• [What to work on]
Decide whether each statement agrees with the article about THQ that follows: (a) The former employees sent their letter to THQ's board of directors and several investors. (b) The former staff want three senior executives fired. (c) Last year the publisher closed a studio in Phoenix, Arizona. Answer yes or no for each, quoting the words of the article that decide it.

-- Start of Document section --

A group of former staff at publisher THQ have called for four "underqualified" senior executives, including CEO Brian Farrell, to be fired.

In a letter sent to THQ's board of directors and several investors, blind copied to a NeoGaf user, the former employees claim that "chronic and constant mismanagement" caused a slew of layoffs and studio closures and drove the publisher's share price into the doldrums.

The letter opens with an explanation of the "formula" from which THQ profited in its early days. "They find a hot licence, make a cheap game, barely advertise it, and make money," the letter says. "This formula worked during the PlayStation and Xbox and Game Boy days … [but] THQ's old guard executives seem to be stuck trying to manage the company the same way they did back then, and haven't realised the industry has changed."

CEO Brian Farrell is singled out for spearheading the acquisition and formation of a large number of studios "without strategic reasoning or specific plan." Many of those studios were later closed: last year the publisher shut down Homefront developer Kaos Studios, its UK studio Digital Warrington, two in Australia and another in Phoenix, Arizona. "The executive team at the time were an entirely different group of people with one key exception," the letter reads. "The CEO."

-- End of Document section --
-- Start of Extracted information --

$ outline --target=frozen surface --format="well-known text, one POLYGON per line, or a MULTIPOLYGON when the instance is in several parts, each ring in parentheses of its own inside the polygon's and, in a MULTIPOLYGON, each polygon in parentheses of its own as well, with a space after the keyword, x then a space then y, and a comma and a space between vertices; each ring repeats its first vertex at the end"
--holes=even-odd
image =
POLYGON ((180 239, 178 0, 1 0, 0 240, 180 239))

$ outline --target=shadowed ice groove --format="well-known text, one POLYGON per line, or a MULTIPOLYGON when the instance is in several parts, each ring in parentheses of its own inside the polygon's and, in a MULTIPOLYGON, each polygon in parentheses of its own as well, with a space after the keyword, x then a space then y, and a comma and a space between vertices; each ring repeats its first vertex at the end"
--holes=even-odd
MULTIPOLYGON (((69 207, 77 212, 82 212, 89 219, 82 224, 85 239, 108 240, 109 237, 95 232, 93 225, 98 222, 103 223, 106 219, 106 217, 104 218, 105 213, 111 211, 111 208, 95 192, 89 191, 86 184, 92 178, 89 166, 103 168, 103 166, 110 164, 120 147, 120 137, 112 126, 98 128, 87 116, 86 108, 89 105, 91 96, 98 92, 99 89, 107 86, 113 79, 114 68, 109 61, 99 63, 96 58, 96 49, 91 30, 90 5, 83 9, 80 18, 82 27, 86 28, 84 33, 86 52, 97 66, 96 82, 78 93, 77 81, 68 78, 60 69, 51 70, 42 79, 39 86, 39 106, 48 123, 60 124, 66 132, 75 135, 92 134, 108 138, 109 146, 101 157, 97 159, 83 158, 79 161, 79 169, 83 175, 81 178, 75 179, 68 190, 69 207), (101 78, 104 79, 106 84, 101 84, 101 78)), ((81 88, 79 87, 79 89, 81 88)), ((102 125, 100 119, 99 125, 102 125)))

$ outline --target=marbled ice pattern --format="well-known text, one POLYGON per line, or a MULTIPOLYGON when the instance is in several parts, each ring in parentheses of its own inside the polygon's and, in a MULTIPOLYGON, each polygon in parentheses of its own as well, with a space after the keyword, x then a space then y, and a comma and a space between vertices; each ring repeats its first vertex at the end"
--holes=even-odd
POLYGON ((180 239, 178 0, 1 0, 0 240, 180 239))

-- End of Extracted information --

• [Output for this task]
(a) Yes: "In a letter sent to THQ's board of directors and several investors"
(b) No: "have called for four"
(c) Yes: "another in Phoenix, Arizona"